- [EXTRAIT DU TEXTE]:
■ ■ ■

Tous les soirs , à vingt heures tapantes, s'affiche sur nos écrans le sourire blême de David Pujadas. C'est un rituel. On y cède par automatisme, et parce que la télévision a fait de ce moment qui naguère nous appartenait comme un trou béant dans notre vie propre. Vingt heures, et tout s'arrête: on laisse brûler la blanquette en barquette dans le micro-ondes, s'égosiller les mômes...Plus déprimant qu'un rapport conjugal obligatoire un samedi soir de beuverie n'importe où sur la planète.  Le Cardinal aux faux airs de François Fillon (le sourcil charbonneux en moins) officie: nous communions, mi-convaincus, mi-indifférents, dans le culte de la normalité indiscutable. Bruxelles est sa Meque, la souplesse d'échine son tai-chi quotidien, l'impassibilité son parapluie nucléaire contre la réalité sauvage, la mèche sage son ausweiss contre les coups du sort. Fils putatif de Mariannne, enfant sage de la Vème (taillée pour de Gaulle et qui aura fini par accoucher, de Giscard à ce jour, de  tristes fantômes dont l'Histoire sera bien embarrassée de retenir ne serait-ce que le nom...), David et son sourire comme une réclame pour somnifère  bio nous préparent en douceur à une longue nuit sans rêves...

■ ■ ■

- [LISTE DES TÂCHES]:
**A.** Répondez à ces questions sur le texte consacré au journal de vingt heures :
(i) À quelle heure précise le sourire de David Pujadas s'affiche-t-il sur nos écrans ?
(ii) Quelle ville le texte désigne-t-il comme sa Mecque ?
(iii) Pour qui la Vème a-t-elle été taillée ?
**B.** Reprenez le texte consacré au journal de vingt heures à la suite de sa dernière phrase.
Les entrées proviennent d'une autre source que le texte.

- [Extrait du jeu de données]:
■ ■ ■

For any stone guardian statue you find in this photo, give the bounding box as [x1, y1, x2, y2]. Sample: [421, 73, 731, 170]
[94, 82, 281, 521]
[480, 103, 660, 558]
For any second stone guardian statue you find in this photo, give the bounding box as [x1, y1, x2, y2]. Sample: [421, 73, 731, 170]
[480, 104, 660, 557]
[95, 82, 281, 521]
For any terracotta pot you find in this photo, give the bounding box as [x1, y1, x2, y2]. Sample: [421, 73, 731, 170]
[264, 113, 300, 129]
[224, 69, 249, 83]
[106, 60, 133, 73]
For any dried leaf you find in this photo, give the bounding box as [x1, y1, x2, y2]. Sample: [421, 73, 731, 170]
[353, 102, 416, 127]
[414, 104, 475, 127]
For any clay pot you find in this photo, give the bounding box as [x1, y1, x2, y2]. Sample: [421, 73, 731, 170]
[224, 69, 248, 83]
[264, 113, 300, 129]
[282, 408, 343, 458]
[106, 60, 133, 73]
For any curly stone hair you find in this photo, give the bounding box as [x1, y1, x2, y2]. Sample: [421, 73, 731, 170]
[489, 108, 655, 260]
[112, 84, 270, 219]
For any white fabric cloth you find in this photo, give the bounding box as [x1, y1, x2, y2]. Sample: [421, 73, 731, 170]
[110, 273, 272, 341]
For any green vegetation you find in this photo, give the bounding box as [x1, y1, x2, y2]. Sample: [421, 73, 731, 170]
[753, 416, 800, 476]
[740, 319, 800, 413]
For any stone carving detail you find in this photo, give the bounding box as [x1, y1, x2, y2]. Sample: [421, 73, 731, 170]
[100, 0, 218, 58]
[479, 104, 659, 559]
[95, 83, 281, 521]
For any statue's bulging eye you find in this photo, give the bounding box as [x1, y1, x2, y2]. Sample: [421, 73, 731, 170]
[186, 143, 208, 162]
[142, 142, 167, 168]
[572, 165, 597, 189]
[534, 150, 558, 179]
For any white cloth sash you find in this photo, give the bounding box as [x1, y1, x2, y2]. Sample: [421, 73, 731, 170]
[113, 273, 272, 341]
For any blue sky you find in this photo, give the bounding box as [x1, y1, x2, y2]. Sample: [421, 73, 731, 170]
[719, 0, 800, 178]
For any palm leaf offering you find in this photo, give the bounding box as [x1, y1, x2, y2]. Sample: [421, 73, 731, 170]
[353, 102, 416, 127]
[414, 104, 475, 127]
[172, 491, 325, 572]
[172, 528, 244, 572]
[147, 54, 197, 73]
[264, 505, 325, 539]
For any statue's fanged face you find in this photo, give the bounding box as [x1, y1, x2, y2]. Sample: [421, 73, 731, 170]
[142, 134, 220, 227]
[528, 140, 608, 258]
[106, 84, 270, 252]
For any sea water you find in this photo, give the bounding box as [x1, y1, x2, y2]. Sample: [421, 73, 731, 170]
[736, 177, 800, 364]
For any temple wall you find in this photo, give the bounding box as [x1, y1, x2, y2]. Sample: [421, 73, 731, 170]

■ ■ ■

- [RÉSULTATS DES TÂCHES]:
**A.**
(i) À vingt heures tapantes.
(ii) Bruxelles.
(iii) Pour de Gaulle.

**B.**
David m'a tuer, gémit Marianne... mais ce n'est qu'un fait divers -entre une décapitation en 3D, un sommet du G8 et un ènième plongeon vers les abysses de la gauche responsable- et nous n'y prêtons pas attention. La République Française, enfin, a un nouveau visage, serein, il plaît aux marchés et c'est l'essentiel. La République Française, enfin, est revenue de ses errements. La République Française jure-promis qu'on ne l'y reprendra plus à dresser des barricades à tout va, à couper la tête à ses maîtres légitimes, à faire des programmes du CNR à l'emporte-pièce, à promette de l'égalité, de la fraternité en dépit du sérieux budgétaire, à soigner les malades sans le sou, à défrançafriquer au rebours de nos intérêts bien compris, à réparer l'ascenseur social qui ne dessert plus depuis longtemps que le septième étage des chambres de bonnes... et tout compte fait la République Française is definetely pro-businness.

We are not dangerous anymore.

Auf Wiedersehen, Marianne...

Dont acte. Cette Marianne aux seins de velours fantasmée par Delacroix n'est plus guère que le symbole d'un idéal suranné, qui n'a désormais pas plus de place dans la mondialisation heureuse que Vercingétorix ou Childéric 1er. Marianne, victime collatérale et quasi-consentante de la compétitivité comme morale, de la concurrence comme absolu, du tryptique croissance-pouvoir d'achat-consommation comme horizon indépassable de l'oeuvre humaine... Marianne n'est plus guère que l'alibi d'un magazine qui s'est fait une spécialité d'être contre mais jamais trop, d'être pour mais à condition que, et de nous vendre de l'idéalisme bon marché pour le prix d'un mauvais kebab. 

Marianne, violentée par Minc et la horde sauvage des éditorialistes confédérés, cela pourrait être qualifié de viol en réunion. Exit le bonnet phrygien, voici le temps des bonnets de nuit.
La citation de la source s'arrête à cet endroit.